Aim: Write out the items again, starting at the line that contains "Point out every instance of the forehead" and ending at the line that contains "x=332, y=421". Substitute "lectern" for each "podium", leave everything else unchanged, and omit the pictures.

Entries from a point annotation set
"""

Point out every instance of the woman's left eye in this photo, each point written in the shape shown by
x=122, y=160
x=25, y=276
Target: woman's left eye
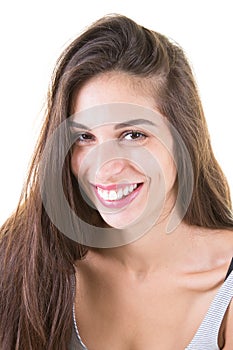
x=134, y=136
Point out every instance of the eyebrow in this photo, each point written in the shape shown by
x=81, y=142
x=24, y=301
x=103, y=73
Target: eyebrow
x=117, y=126
x=134, y=122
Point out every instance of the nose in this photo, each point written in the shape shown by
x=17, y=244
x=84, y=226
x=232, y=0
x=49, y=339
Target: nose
x=109, y=172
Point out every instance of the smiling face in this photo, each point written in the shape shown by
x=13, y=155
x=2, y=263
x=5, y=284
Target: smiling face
x=122, y=156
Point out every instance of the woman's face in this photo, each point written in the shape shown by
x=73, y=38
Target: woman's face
x=122, y=156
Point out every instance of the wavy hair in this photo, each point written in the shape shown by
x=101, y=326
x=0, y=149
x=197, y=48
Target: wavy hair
x=36, y=260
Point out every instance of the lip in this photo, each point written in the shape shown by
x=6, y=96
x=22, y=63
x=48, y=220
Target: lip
x=120, y=203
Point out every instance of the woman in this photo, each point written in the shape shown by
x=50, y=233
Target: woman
x=126, y=145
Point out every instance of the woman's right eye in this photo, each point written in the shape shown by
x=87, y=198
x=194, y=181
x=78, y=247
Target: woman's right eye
x=82, y=138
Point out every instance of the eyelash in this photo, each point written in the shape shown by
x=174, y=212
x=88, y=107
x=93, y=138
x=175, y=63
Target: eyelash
x=140, y=137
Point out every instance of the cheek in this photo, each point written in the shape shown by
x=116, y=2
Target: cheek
x=167, y=165
x=76, y=160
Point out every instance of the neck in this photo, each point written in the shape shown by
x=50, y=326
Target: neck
x=153, y=251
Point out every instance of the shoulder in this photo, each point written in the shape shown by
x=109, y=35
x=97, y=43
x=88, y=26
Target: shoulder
x=228, y=328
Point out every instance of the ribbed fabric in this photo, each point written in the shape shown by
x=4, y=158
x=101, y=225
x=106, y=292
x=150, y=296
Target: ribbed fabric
x=206, y=337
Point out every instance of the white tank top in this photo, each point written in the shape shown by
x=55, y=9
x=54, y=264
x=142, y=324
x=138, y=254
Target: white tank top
x=206, y=337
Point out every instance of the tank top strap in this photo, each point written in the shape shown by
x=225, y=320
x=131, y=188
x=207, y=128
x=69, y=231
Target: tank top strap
x=206, y=336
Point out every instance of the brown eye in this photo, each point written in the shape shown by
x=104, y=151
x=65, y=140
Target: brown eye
x=134, y=136
x=83, y=138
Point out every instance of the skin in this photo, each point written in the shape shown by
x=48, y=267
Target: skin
x=152, y=293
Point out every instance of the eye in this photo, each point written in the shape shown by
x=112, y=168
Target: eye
x=133, y=135
x=82, y=138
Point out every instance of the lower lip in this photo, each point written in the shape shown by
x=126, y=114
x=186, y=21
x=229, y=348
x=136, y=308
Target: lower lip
x=120, y=203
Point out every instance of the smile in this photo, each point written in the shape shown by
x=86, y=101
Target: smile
x=114, y=195
x=117, y=196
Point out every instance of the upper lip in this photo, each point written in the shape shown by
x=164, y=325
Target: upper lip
x=115, y=186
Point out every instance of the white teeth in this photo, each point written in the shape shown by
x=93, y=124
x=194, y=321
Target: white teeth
x=126, y=191
x=120, y=194
x=112, y=195
x=116, y=195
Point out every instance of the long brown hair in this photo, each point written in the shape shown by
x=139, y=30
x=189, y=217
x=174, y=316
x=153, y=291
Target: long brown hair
x=36, y=260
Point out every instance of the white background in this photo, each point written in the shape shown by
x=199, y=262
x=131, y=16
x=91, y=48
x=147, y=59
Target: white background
x=33, y=34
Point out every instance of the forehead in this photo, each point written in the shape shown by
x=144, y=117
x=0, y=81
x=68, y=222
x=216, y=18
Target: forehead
x=114, y=87
x=115, y=97
x=118, y=114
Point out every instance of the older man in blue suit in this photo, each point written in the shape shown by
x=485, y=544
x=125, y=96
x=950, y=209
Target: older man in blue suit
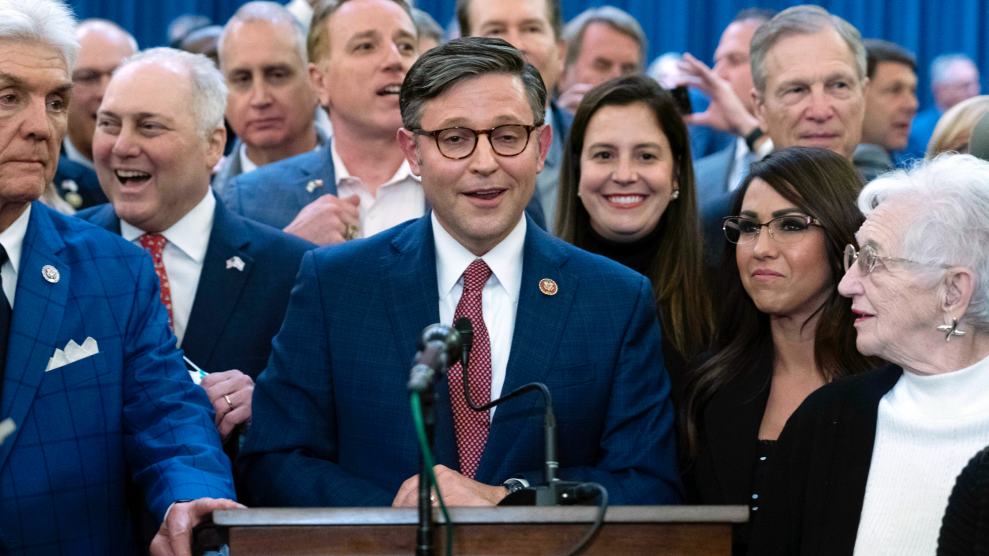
x=360, y=184
x=91, y=376
x=332, y=424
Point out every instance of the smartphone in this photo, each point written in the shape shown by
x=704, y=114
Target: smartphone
x=682, y=98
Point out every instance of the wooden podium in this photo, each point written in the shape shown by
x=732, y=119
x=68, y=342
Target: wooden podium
x=514, y=531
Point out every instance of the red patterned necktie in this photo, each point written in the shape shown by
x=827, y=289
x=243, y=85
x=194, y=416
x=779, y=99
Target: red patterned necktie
x=472, y=426
x=155, y=244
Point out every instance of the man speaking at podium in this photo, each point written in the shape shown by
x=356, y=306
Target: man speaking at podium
x=332, y=421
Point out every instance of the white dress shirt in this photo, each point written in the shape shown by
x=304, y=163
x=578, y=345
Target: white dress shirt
x=183, y=257
x=740, y=166
x=246, y=164
x=12, y=240
x=500, y=297
x=73, y=154
x=397, y=200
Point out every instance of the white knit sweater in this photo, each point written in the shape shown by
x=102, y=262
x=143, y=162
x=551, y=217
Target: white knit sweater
x=927, y=430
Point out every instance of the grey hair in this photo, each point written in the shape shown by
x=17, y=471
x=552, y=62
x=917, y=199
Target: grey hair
x=441, y=68
x=47, y=21
x=95, y=23
x=271, y=12
x=657, y=69
x=940, y=65
x=949, y=223
x=426, y=26
x=209, y=91
x=611, y=16
x=802, y=20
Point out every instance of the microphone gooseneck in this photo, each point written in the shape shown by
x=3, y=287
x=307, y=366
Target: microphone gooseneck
x=465, y=328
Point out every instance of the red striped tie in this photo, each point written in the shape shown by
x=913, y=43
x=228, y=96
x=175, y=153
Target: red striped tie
x=155, y=244
x=472, y=426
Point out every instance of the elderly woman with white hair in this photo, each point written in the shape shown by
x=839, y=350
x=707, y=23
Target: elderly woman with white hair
x=866, y=464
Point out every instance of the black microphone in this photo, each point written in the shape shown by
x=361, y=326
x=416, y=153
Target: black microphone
x=551, y=496
x=438, y=348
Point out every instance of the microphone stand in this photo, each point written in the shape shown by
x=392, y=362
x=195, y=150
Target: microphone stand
x=425, y=532
x=431, y=364
x=555, y=492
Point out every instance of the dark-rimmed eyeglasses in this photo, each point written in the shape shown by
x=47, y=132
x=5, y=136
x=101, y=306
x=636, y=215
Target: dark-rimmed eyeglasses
x=459, y=142
x=868, y=258
x=785, y=229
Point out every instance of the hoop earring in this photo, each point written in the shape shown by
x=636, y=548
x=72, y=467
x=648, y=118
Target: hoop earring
x=950, y=330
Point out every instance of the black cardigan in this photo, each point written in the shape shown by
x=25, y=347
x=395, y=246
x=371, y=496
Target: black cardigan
x=727, y=435
x=816, y=485
x=965, y=528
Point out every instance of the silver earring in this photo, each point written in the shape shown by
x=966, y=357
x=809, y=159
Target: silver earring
x=950, y=330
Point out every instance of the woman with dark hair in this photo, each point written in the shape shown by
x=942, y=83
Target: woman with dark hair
x=627, y=193
x=785, y=331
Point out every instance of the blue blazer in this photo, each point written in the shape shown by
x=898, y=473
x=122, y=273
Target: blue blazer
x=235, y=313
x=332, y=424
x=84, y=429
x=275, y=193
x=78, y=185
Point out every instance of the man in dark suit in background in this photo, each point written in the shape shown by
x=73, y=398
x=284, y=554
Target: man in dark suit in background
x=890, y=106
x=225, y=280
x=536, y=28
x=103, y=45
x=602, y=43
x=332, y=423
x=272, y=105
x=732, y=109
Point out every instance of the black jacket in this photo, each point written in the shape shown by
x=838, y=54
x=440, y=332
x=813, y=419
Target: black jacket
x=816, y=486
x=965, y=528
x=727, y=435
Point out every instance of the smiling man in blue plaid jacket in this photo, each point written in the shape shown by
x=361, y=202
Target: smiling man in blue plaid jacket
x=90, y=373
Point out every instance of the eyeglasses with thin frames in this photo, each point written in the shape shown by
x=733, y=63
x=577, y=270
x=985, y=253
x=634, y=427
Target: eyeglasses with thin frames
x=785, y=229
x=457, y=143
x=868, y=258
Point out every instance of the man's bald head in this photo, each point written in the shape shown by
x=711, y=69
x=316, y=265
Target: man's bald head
x=103, y=45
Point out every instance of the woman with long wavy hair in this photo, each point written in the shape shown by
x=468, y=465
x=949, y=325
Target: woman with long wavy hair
x=785, y=331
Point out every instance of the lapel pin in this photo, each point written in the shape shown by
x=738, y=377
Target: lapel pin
x=548, y=286
x=50, y=273
x=235, y=262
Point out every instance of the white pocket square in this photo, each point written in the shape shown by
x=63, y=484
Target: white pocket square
x=73, y=352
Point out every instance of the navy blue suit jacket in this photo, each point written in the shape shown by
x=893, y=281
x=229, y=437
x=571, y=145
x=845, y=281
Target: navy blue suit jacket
x=86, y=428
x=275, y=193
x=236, y=313
x=78, y=185
x=332, y=423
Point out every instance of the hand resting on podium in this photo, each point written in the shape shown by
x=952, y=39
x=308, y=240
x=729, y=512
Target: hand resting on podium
x=457, y=490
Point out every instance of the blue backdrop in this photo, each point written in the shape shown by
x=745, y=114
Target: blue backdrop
x=928, y=27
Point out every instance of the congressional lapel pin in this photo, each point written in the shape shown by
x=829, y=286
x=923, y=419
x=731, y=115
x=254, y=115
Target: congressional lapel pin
x=235, y=262
x=50, y=273
x=548, y=286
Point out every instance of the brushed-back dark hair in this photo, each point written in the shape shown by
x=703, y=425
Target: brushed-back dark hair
x=824, y=185
x=677, y=268
x=446, y=65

"""

Result for this task:
Point out every instance of the forehead in this photo, each point written in the shape shown by
x=144, y=117
x=0, y=81
x=68, y=222
x=216, y=18
Target: forehead
x=114, y=87
x=115, y=97
x=118, y=114
Point out every instance of the older man in blue suit in this photo, each point written in the shape shown by
x=485, y=544
x=125, y=96
x=950, y=209
Target: older man in blue suit
x=360, y=184
x=91, y=376
x=332, y=424
Point out every instance of the smartphone in this photo, each point written in the shape shown by
x=704, y=114
Target: smartphone
x=682, y=98
Point out every instance of the wooden lectern in this photo, each point written in the shape shown by
x=732, y=119
x=68, y=342
Target: wooden lectern
x=514, y=531
Point out every instance of the red patterned necktie in this photo, each point written in the shape shown by
x=827, y=289
x=243, y=85
x=194, y=416
x=779, y=99
Target: red patterned necktie
x=472, y=426
x=155, y=244
Point out every instance of the man speaking at lectern in this photo, each point written in the shape shown by
x=356, y=306
Target: man speaking at lectern
x=332, y=421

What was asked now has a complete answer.